-- Available data follows --
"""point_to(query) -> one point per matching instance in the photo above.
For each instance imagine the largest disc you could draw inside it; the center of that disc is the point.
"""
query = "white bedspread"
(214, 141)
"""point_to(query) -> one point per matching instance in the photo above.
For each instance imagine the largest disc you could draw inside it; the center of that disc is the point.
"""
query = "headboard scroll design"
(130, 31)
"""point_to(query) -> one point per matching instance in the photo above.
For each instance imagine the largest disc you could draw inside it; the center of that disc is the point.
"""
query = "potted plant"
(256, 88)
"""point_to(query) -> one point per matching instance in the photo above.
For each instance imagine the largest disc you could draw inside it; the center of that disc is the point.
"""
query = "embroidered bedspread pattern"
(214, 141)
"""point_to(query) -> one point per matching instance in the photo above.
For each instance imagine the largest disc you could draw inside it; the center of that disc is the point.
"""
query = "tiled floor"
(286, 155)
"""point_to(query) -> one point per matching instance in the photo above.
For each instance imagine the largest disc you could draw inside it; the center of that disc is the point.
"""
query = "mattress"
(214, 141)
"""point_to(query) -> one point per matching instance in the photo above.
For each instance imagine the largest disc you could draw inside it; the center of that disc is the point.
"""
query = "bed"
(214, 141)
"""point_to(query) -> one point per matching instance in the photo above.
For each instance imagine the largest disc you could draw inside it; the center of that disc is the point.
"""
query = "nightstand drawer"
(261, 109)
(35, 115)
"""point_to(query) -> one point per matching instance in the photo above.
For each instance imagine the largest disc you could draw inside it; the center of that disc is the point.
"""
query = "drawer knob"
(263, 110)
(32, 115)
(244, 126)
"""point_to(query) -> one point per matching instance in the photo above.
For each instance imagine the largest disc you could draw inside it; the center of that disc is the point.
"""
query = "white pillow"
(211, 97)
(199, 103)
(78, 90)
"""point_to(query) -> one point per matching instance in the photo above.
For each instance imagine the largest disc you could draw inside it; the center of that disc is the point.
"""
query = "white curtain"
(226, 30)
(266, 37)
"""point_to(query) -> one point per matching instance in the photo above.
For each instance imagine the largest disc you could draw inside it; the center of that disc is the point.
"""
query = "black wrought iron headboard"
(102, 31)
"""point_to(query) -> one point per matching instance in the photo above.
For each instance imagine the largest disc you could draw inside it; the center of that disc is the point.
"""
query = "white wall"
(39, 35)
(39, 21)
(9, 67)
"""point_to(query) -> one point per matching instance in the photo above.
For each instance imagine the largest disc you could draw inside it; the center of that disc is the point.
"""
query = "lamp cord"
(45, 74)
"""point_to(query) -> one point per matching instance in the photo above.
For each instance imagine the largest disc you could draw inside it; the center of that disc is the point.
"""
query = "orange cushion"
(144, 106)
-- Available data concluded --
# [Work task]
Extract the full set of entries word for word.

# [Reply to the exercise]
"""point_to(query) -> one point per matching instance in the photo above.
For each instance imagine the largest disc you could draw inside it; the center of that disc is the point.
"""
query = "white bedspread"
(214, 141)
"""point_to(query) -> one point per matching instance in the photo above.
For each instance imagine the largest disc you could draw inside it; the center of that disc is the point.
"""
query = "headboard scroll design"
(130, 31)
"""point_to(query) -> one point per matching instance in the photo above.
For each instance imagine the largest disc you could draw inside it; the center of that disc is the point.
"""
query = "potted plant"
(256, 88)
"""point_to(query) -> one point per matching instance in the photo above.
For each instance imagine the largest disc you could draw inside it; the center of that disc is the point.
"""
query = "embroidered bedspread pattern"
(214, 141)
"""point_to(query) -> one point per matching instance in the photo above.
For each instance imagine the largest disc you could draw inside it; the center of that disc is the point.
"""
query = "tiled floor"
(286, 155)
"""point_to(query) -> one point per matching instance in the photo above.
For each instance imagine the largest disc you could draw inside it; the center of that disc is the point.
"""
query = "mattress"
(214, 141)
"""point_to(query) -> one point per matching instance in the photo above.
For each instance imagine the largest disc you could draw inside it; the center of that disc is the point.
"""
query = "bed"
(214, 141)
"""point_to(query) -> one point per matching instance in the photo above.
For each instance imagine the largest disc you could draw inside it; the center of that disc is the point.
"""
query = "nightstand drawer"
(261, 109)
(35, 115)
"""point_to(query) -> one point per matching instance in the photo above.
For each instance imagine the largest disc you could draw inside it; the center of that disc is the point.
"""
query = "drawer knob"
(263, 110)
(32, 115)
(244, 126)
"""point_to(query) -> one point per matching instance in the photo above.
For each instance imagine the largest disc you could draw inside it; the center of that disc is the point.
"""
query = "white pillow"
(211, 97)
(199, 103)
(78, 90)
"""point_to(query) -> one point per matching instance in the photo above.
For each instance imagine the largest disc you could draw inside it; the center of that disc is the point.
"""
query = "white curtain"
(226, 30)
(266, 37)
"""point_to(query) -> one point per matching instance in the photo above.
For each instance imagine the largest disc you could draw inside it; the center of that disc is the point.
"""
query = "black wrought iron headboard"
(102, 31)
"""point_to(query) -> one point per matching instance in the photo above.
For each instance imagine the largest disc you could draw inside it; the center of that disc is the point.
"""
query = "white wall"
(39, 35)
(39, 21)
(9, 67)
"""point_to(query) -> one point per matching instance in the photo above.
For each instance imagine the largest disc you could draw inside it; the center of that disc is the point.
"""
query = "lamp cord"
(45, 74)
"""point_to(query) -> one point per matching instance in the photo above.
For each instance imagine the largest disc you could draw inside it; the center of that disc is the point.
"""
query = "orange cushion"
(144, 106)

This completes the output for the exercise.